EXERCISE TEXT:
*** Block opens ***

A further 9,637 people are currently awaiting a gastrointestinal (GI) endoscopy, which brings the total number of people in Dublin awaiting hospital treatment or assessment by a consultant to 285,104.


Across the capital’s public hospitals and three Community Health Organisations serving the region**, 246 out of a total of 1,714 approved Consultant posts were vacant or filled on a temporary or agency basis (as at May 2021) – that is one third of the 727 posts nationally not filled as needed.*** One in five permanent hospital consultant posts are currently either vacant or filled on a temporary basis across the country. However, in CHOs 6, 7 and 9, which provide the capital’s mental health and community services, the Consultant vacancy rates are almost 1 in 4.

*** Block closes ***

Source items:
*** Block opens ***

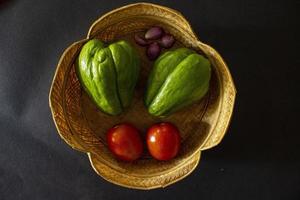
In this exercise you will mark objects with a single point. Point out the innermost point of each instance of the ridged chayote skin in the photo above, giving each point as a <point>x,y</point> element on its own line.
<point>178,78</point>
<point>108,74</point>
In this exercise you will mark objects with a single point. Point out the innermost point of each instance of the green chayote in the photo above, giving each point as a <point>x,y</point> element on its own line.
<point>108,74</point>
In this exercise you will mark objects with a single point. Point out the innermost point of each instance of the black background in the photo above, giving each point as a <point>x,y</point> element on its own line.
<point>259,157</point>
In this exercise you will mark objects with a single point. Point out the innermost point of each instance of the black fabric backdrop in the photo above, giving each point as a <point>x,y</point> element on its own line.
<point>259,157</point>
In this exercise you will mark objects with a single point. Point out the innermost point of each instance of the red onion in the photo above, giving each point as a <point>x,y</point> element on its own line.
<point>154,33</point>
<point>140,41</point>
<point>153,51</point>
<point>167,41</point>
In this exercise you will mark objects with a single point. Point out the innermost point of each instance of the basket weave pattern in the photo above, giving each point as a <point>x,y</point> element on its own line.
<point>83,126</point>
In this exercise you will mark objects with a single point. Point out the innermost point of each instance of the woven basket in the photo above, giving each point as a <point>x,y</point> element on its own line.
<point>83,126</point>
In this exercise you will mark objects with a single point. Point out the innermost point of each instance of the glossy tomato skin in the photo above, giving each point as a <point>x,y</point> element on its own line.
<point>125,142</point>
<point>163,141</point>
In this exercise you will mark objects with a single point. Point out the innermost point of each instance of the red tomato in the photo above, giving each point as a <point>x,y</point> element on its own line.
<point>163,141</point>
<point>125,142</point>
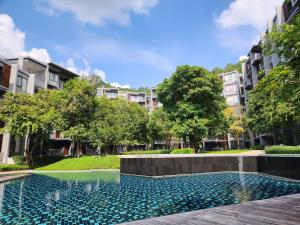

*** Block closes ***

TASK STATEMENT:
Continue the text on Dublin hospital waiting lists and consultant vacancies, starting after its final sentence. The items have no connection to the text on Dublin hospital waiting lists.

ANSWER SPACE:
The scale of vacancies in the capital has directly contributed to some of the longest hospital waiting lists in the country. Analysis from the IHCA* shows that between September 2015 and September 2021, the hospitals experiencing the greatest growth in their outpatient waiting lists were:


Hospital Outpatients September 2015 Outpatients September 2021 Change
St Columcille’s Hospital 2,512 5,962 +137%
Royal Victoria Eye & Ear 7,599 15,440 +103%
St James’s Hospital 13,607 26,302 +93%
Mater Hospital 23,820 45,645 +92%
St Vincent’s Hospital 14,901 25,760 +73%
Tallaght Hospital 21,209 36,075 +70%


In the specialty of Dermatology, for example, the Outpatient waiting lists in Dublin have increased by almost 8,500 (+61%) since September 2015 to 22,400. A quarter of these (5,633) are children waiting for an assessment at the three Dublin paediatric hospitals.


The number of patients waiting longer than a year for inpatient/day case treatment in the region increased by 2,181 (42%) over the past six years, with the largest increases again seen in children waiting for care at Children’s Health Ireland at Crumlin, Tallaght and Temple Street, which combined saw a four-fold increase.


These waiting lists are likely to worsen in the coming weeks, amidst growing concerns over the severity of the flu season this year and its potential impact on health service capacity.


Consultants say that putting in place a clear plan containing practical, workable solutions to provide timely care to patients in Ireland’s public acute hospitals is critical and must be delivered immediately.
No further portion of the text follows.